Collection entries
▽

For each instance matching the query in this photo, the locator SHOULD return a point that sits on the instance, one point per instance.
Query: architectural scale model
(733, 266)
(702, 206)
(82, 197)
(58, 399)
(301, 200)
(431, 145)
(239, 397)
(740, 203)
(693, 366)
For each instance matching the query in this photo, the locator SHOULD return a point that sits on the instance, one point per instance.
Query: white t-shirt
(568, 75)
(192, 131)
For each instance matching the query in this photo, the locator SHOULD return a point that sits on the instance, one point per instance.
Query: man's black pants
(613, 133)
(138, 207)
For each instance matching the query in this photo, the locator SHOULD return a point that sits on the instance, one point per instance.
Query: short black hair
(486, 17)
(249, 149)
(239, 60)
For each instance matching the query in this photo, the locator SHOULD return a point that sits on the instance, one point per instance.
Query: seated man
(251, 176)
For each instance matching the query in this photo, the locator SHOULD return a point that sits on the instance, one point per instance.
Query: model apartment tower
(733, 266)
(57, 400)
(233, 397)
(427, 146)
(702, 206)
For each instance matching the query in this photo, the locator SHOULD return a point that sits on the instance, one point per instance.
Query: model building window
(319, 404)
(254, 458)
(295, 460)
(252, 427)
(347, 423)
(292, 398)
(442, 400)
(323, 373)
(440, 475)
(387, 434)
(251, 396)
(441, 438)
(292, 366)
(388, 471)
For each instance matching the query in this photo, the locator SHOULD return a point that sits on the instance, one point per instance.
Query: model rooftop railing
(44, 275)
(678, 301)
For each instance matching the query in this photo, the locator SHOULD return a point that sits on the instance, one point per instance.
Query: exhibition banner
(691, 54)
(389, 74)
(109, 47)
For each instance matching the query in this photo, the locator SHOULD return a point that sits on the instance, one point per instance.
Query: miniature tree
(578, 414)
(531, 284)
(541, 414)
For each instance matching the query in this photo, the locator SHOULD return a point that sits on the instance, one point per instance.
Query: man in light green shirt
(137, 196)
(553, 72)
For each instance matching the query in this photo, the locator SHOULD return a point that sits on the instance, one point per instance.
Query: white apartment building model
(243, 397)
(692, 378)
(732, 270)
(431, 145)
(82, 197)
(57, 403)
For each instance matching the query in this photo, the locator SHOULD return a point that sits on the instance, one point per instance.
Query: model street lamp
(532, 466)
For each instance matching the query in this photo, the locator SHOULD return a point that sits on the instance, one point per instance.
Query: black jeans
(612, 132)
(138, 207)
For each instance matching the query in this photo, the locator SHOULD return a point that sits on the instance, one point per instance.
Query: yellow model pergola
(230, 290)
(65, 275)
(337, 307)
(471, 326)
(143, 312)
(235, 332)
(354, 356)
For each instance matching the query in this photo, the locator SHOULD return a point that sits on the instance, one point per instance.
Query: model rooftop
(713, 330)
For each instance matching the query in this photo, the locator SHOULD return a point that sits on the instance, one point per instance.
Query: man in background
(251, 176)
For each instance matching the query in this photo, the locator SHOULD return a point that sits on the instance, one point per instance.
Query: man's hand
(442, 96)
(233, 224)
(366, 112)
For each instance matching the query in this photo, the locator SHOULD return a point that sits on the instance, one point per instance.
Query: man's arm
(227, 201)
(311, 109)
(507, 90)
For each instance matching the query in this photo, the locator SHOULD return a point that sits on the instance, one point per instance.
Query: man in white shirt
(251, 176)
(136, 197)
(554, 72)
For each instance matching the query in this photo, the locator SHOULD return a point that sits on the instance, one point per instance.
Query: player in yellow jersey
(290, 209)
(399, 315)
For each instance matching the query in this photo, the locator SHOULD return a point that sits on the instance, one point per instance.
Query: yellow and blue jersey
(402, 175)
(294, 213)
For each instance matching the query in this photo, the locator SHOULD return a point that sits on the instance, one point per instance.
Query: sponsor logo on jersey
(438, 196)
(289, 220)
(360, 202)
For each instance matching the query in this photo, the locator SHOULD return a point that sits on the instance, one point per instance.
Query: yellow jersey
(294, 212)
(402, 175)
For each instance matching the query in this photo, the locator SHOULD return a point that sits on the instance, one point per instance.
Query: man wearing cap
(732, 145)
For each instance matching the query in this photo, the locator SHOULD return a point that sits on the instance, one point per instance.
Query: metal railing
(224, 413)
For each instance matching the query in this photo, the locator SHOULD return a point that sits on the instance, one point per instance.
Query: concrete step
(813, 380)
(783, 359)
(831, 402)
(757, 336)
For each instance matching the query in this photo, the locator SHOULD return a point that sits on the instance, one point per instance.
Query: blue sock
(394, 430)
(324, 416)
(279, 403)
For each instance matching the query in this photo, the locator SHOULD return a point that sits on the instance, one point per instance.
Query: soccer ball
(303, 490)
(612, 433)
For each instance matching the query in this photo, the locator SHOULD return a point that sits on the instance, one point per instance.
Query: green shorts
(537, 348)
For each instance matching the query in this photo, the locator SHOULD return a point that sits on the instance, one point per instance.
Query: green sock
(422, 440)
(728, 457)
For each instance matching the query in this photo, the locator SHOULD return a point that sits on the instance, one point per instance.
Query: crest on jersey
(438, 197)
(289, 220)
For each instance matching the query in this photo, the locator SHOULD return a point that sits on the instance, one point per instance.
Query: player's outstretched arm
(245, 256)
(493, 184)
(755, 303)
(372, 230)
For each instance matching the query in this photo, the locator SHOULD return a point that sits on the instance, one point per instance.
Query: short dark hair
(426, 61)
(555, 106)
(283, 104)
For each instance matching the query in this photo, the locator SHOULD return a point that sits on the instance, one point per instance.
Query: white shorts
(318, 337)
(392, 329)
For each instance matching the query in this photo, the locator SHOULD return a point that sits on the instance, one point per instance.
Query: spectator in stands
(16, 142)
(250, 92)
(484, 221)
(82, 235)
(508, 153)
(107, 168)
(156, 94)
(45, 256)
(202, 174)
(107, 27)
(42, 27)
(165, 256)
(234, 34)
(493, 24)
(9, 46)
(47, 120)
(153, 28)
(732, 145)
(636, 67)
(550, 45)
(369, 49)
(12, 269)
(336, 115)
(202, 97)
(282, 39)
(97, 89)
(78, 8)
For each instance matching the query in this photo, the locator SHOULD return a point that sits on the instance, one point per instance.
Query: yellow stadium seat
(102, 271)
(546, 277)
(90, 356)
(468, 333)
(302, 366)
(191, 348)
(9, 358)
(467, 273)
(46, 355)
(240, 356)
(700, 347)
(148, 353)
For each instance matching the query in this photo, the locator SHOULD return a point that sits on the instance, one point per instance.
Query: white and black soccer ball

△

## What you should do
Print the records again in full, exactly as they appear above.

## Exercise result
For each instance matching the query in this photo, the locator SHOULD return a point that sits on the instance, one point per instance.
Query: architectural scale model
(733, 266)
(702, 206)
(82, 197)
(58, 399)
(301, 200)
(431, 145)
(239, 397)
(740, 203)
(693, 366)
For each instance matching the query in this photo, the locator SHOULD return a point that sits on the instance, one point per instance.
Query: white t-shirt
(568, 75)
(192, 131)
For each instance matching the query in this photo, the locator SHOULD return a point that sits on the instance, one point per instance.
Query: man's black pants
(613, 133)
(138, 207)
For each instance matching the query in this photo, the locator SHOULD return a point that sits on the instance, one point per instance.
Query: short black hair
(486, 17)
(249, 149)
(239, 60)
For each instance matching the query in this photo, the locator SHOULD return a point that sits on the instance, one point per instance.
Query: seated man
(251, 176)
For each instance matching the query in this photo, the locator SHOULD return a point that sits on the instance, one point per instance.
Query: model apartment tower
(733, 266)
(57, 400)
(233, 397)
(427, 146)
(702, 206)
For each instance matching the query in this photo, the locator SHOULD return a point that sits on the instance, one point per instance.
Query: model building window
(319, 404)
(254, 458)
(295, 460)
(252, 427)
(347, 423)
(292, 398)
(442, 400)
(323, 373)
(440, 475)
(387, 434)
(251, 396)
(441, 438)
(292, 366)
(388, 471)
For each instance matching the query in this photo, the locator SHOULD return a point that sits on the instance, one point per instance.
Query: model rooftop railing
(44, 275)
(678, 301)
For each instance matching the query in this photo, the locator SHOULD return a point that sits on the instance, one point per instance.
Query: exhibition banner
(691, 54)
(389, 74)
(109, 47)
For each instance matching the query in this photo, the locator SHOULD return a point that sits on the instance, one point per instance.
Query: miniature tree
(578, 414)
(531, 284)
(541, 414)
For each instance matching the query in this photo, the locator SHOULD return a point that sits on the instance, one point per instance.
Query: man in light green shirt
(137, 196)
(553, 72)
For each instance matching the query in this photo, the locator SHOULD return a point that sits on the instance, one point per instance.
Query: white apartment building model
(243, 397)
(692, 378)
(732, 270)
(431, 145)
(82, 197)
(57, 403)
For each instance matching the query in this photo, the locator SHOULD return a point that sits on the instance, one point per instance.
Query: model street lamp
(532, 466)
For each instance matching the query in this photo, the locator SHOULD return a point that sits on the instance, one point per instance.
Query: black jeans
(612, 132)
(138, 207)
For each instance matching the query in this photo, the locator SHOULD return a point that sits on the instance, one point per instance.
Query: yellow model pergola
(230, 290)
(65, 275)
(337, 307)
(471, 326)
(143, 312)
(235, 332)
(354, 356)
For each instance matching the query in this photo, the locator SHOULD return a point that sits on the instance, one point per instance.
Query: model rooftop
(713, 330)
For each instance matching the query in this photo, the locator SHOULD return a point that sits on the instance, one point per instance.
Query: man in background
(251, 176)
For each instance matching the query in this photo, the locator SHOULD return a point that sits on the instance, one point per instance.
Query: man's hand
(442, 96)
(233, 224)
(366, 112)
For each instance matching the query in this photo, the locator SHOULD return a point that sits on the instance, one point per instance.
Query: man's arm
(227, 201)
(311, 109)
(507, 90)
For each instance matching the query in this photo, the locator SHOULD return a point that sits on the instance, one point per instance.
Query: man in white shirt
(251, 176)
(136, 197)
(554, 72)
For each instance matching the query in this photo, the locator SHOULD return a point that sits on the instance, one point per instance.
Query: player in yellow jersey
(290, 209)
(399, 315)
For each instance matching the query in this photo, the locator SHOULD return a point that sits on the instance, one point per instance.
Query: yellow and blue jersey
(402, 175)
(294, 213)
For each instance matching the query in this photo, the locator SHOULD return a point that sits on the instance, one point per instance.
Query: sponsor logo on jersey
(438, 196)
(289, 220)
(360, 202)
For each instance matching the query in this photo, the locator SHOULD return a point that sits on the instance, one point per instance.
Query: yellow jersey
(294, 212)
(402, 175)
For each instance matching the query in this photo, the locator SHOULD return a point that sits on the instance, one point per instance.
Query: man wearing cap
(732, 145)
For each instance matching the query in this photo, the locator SHOULD return a point that sits on the instance, one point per instance.
Query: metal railing
(224, 413)
For each instance matching the query in this photo, the locator SHOULD return a point that sits on the instance, one point per instance.
Query: concrete step
(813, 380)
(783, 359)
(831, 402)
(757, 336)
For each instance matching the query in this photo, the locator SHOULD return a point that sits on the instance, one point per instance.
Query: blue sock
(394, 430)
(324, 416)
(279, 403)
For each instance matching the query in this photo, the locator SHOULD return a point that sits on the instance, one point per instance.
Query: soccer ball
(303, 490)
(612, 433)
For each instance matching the query in this photo, the locator SHOULD return a point that sits on the instance, one point per instance.
Query: green shorts
(537, 348)
For each instance matching the query in this photo, the locator SHOULD return a point that sits on the instance, one point per instance.
Query: green sock
(422, 440)
(728, 457)
For each instance matching the query in this photo, the locator SHOULD return a point that sits on the instance, one point per instance.
Query: crest on jersey
(438, 197)
(289, 220)
For each instance matching the query in this photo, the locator SHOULD return a point that sits on the instance, one point per instance.
Query: player's outstretched arm
(245, 256)
(493, 184)
(755, 303)
(372, 230)
For each instance matching the query in this photo, the locator SHOULD return a point that sits on the instance, one point per instance.
Query: short dark hair
(426, 61)
(555, 106)
(283, 104)
For each instance matching the query in this photo, the locator SHOULD return a point that sits on the instance, one point per instance.
Query: white shorts
(318, 337)
(392, 329)
For each instance matching the query in this photo, the locator SHOULD return a point that sits on the instance, one point per instance.
Query: spectator in stands
(16, 142)
(250, 92)
(484, 221)
(82, 235)
(508, 153)
(107, 168)
(156, 94)
(45, 256)
(202, 174)
(107, 27)
(42, 27)
(165, 256)
(234, 34)
(493, 24)
(9, 46)
(47, 120)
(153, 28)
(732, 145)
(636, 67)
(550, 45)
(369, 49)
(12, 269)
(336, 115)
(202, 97)
(282, 39)
(97, 89)
(78, 8)
For each instance matching the query in this photo, the locator SHOULD return a point that sits on the instance, one point per instance.
Query: yellow stadium seat
(102, 271)
(546, 277)
(90, 356)
(468, 333)
(302, 366)
(191, 348)
(9, 358)
(467, 273)
(46, 355)
(240, 356)
(700, 347)
(148, 353)
For each instance matching the query in this photo, the locator SHOULD return a point that sits on the instance, one point per instance.
Query: white and black soccer ball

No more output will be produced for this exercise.